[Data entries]
↓↓↓

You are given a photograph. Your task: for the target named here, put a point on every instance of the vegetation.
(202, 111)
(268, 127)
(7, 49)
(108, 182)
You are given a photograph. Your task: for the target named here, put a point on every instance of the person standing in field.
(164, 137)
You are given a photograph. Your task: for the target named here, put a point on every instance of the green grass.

↑↑↑

Write the "standing in field." line and all later lines exactly. Stop at the end of the data.

- ANSWER SPACE
You are given a photograph. Your task: for the target named here, put a point on every instance of the person standing in field.
(164, 137)
You are given a photograph. Your task: for the target named here, put a point on every instance of the green grass.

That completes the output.